- _Given instruction_
Retype all of the material below line for line, without changing a single character.

- _Dataset records_

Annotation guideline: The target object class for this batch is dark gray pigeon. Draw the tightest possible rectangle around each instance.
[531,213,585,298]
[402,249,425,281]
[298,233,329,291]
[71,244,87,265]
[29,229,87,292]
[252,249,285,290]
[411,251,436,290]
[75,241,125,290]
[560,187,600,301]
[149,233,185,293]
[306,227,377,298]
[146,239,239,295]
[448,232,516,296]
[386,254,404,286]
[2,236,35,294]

- _Problem solution_
Annotation guideline: The target object class for this batch is dark gray pigeon. Draw the tightest possible rectangle around each instance.
[531,213,585,298]
[402,249,425,281]
[298,233,329,291]
[71,244,87,265]
[29,229,87,292]
[252,249,285,290]
[411,251,436,290]
[75,241,125,290]
[560,187,600,301]
[149,233,185,293]
[306,227,377,298]
[146,239,239,295]
[448,232,516,296]
[386,254,404,286]
[2,236,35,294]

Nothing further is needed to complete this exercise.